> [Requirement]
Copy exactly the lines of the data below that run from the line holding "bus grille, each" through the line holding "Query: open bus door", both ends included.
======== Material provided
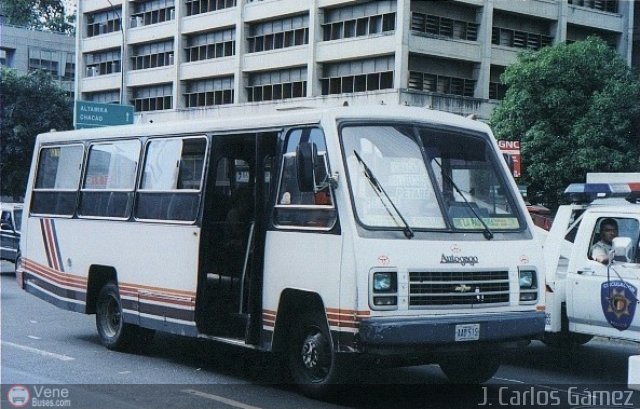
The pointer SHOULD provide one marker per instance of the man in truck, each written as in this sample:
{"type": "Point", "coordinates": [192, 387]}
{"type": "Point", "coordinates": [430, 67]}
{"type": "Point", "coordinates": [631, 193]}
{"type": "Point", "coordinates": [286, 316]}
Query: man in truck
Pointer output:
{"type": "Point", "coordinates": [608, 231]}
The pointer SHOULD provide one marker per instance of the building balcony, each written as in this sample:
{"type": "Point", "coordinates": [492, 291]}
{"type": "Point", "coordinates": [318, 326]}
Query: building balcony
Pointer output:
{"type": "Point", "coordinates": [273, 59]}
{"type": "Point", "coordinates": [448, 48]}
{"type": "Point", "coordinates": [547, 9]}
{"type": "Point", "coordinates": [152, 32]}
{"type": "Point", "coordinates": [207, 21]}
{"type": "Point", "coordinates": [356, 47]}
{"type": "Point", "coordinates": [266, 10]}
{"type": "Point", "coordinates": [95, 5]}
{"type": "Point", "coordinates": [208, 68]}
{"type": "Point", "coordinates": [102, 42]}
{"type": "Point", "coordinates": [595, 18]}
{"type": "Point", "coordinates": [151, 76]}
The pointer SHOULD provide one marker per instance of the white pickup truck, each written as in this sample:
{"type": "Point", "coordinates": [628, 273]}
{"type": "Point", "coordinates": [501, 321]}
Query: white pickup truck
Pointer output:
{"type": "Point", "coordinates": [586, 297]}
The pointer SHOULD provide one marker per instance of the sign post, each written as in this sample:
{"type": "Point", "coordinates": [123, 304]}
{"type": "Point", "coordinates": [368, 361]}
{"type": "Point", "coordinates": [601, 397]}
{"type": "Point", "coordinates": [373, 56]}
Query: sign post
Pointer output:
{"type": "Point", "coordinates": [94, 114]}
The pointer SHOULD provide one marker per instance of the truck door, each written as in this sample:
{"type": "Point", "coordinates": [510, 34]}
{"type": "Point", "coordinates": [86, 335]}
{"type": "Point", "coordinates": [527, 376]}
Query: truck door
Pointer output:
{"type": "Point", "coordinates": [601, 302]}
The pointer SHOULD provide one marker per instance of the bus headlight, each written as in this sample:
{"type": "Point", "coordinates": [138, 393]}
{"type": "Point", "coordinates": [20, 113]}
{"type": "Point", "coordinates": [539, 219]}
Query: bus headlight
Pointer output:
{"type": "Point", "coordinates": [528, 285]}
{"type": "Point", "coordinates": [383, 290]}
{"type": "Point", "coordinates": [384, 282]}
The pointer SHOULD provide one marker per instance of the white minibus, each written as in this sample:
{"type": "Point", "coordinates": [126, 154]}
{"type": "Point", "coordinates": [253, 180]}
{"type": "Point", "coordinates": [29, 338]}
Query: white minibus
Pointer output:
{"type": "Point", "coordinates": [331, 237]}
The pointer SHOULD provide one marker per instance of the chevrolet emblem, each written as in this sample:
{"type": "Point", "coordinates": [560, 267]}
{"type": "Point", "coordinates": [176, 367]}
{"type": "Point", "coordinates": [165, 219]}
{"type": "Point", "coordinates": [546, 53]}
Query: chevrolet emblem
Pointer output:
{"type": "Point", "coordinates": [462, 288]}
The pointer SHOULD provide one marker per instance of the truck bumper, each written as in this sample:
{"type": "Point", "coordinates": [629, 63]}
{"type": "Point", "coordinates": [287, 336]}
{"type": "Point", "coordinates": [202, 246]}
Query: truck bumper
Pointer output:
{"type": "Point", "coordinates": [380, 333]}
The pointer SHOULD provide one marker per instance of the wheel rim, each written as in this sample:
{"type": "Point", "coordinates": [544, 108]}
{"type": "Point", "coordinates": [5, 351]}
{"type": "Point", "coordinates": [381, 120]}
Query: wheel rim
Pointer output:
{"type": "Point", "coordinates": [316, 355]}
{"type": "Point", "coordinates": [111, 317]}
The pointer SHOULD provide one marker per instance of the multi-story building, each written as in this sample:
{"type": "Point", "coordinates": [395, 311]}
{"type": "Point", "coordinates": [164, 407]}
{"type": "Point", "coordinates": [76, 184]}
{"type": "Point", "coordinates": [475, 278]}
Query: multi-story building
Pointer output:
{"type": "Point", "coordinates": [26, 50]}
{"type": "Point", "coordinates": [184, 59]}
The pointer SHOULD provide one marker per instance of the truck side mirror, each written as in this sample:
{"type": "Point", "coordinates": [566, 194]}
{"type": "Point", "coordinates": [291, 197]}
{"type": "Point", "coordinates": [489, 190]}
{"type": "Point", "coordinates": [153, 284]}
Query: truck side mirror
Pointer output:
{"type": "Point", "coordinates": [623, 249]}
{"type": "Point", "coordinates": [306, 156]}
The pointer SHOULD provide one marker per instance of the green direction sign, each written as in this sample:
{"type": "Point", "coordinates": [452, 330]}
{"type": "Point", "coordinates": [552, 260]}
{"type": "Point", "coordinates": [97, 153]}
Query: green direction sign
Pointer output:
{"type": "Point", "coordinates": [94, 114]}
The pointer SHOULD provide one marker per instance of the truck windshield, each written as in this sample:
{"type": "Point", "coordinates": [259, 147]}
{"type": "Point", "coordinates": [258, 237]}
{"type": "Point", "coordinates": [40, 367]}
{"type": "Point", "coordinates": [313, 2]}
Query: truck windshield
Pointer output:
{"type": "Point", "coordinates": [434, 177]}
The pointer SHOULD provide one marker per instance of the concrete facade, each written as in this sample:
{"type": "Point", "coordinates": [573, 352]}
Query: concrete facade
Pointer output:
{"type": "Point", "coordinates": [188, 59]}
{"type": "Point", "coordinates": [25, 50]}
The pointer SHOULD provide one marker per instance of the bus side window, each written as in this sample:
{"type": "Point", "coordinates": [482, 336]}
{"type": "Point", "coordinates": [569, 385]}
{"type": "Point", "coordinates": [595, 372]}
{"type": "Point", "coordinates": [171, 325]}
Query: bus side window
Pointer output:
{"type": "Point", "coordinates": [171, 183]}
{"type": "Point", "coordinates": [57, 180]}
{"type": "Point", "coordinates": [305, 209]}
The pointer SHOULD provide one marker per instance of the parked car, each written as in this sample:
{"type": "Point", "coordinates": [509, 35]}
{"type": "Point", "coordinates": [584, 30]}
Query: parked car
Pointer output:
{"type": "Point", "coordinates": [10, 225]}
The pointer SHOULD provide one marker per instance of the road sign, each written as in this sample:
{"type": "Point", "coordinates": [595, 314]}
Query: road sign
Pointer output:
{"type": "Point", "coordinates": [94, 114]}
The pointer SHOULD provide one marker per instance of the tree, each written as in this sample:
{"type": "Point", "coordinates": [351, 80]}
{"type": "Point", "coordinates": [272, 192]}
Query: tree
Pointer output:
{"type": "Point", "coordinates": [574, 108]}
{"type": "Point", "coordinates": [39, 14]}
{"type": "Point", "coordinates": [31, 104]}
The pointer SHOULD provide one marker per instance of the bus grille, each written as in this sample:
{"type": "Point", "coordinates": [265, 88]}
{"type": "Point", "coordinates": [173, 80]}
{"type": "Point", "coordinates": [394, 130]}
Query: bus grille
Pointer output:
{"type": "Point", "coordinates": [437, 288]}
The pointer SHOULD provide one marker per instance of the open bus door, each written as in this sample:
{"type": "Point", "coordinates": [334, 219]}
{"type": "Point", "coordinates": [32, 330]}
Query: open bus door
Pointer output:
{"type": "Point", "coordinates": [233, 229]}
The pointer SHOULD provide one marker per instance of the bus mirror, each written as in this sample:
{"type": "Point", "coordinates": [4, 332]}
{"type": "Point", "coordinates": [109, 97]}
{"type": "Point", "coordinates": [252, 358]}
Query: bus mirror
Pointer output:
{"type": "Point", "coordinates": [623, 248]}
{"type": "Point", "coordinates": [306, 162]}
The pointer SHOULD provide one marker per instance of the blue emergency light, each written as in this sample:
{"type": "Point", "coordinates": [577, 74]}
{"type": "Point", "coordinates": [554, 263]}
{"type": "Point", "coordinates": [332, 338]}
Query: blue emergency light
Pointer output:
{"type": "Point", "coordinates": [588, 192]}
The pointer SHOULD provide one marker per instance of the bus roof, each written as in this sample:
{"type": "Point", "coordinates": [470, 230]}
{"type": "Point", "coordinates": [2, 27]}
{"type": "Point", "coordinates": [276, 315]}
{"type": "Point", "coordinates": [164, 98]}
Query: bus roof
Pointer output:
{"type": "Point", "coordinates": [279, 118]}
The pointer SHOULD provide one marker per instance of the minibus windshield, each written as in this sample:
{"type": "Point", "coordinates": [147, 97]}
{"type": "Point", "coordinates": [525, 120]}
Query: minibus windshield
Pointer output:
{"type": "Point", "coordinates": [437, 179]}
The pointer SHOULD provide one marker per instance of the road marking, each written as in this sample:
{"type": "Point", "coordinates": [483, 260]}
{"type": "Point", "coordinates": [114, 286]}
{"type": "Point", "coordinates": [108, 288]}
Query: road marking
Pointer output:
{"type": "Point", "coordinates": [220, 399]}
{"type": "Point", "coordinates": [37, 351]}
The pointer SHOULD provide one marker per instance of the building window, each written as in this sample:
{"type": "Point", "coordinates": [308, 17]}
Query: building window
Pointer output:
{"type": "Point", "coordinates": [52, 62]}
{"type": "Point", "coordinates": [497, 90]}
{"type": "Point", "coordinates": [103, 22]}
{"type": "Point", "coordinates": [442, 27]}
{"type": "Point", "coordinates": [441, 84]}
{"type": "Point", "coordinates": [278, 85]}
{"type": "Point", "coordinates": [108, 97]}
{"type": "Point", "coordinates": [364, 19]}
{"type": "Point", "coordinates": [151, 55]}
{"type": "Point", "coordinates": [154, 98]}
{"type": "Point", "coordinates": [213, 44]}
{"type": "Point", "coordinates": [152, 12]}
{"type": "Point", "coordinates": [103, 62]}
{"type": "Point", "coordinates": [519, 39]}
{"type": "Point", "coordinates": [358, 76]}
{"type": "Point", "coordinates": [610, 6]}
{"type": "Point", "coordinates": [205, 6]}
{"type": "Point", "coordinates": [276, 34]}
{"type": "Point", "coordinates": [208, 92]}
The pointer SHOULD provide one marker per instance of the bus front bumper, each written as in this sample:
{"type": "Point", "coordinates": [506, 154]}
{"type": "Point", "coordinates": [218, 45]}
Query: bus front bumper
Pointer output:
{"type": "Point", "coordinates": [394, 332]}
================
> [Response area]
The pointer SHOULD provide one marker per instance of the bus grille, each written as in this sample:
{"type": "Point", "coordinates": [265, 88]}
{"type": "Point", "coordinates": [173, 80]}
{"type": "Point", "coordinates": [394, 130]}
Query: bus grille
Pointer output:
{"type": "Point", "coordinates": [437, 288]}
The pointer SHOULD provide one marker per instance of the open bus door, each written as in this sample:
{"type": "Point", "coordinates": [334, 219]}
{"type": "Point", "coordinates": [32, 330]}
Query: open bus door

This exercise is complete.